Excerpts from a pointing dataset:
· · · · · · ·

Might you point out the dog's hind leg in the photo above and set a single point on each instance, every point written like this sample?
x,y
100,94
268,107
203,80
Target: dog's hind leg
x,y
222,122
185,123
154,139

· · · · · · ·

Task objective - Can you copy all of the records above line for line, changing nothing?

Solution to this problem -
Might you point out the dog's hind leg in the photo above and set a single point on each instance, every point written like this sample?
x,y
100,94
268,107
203,80
Target: dog's hind leg
x,y
222,122
185,123
154,139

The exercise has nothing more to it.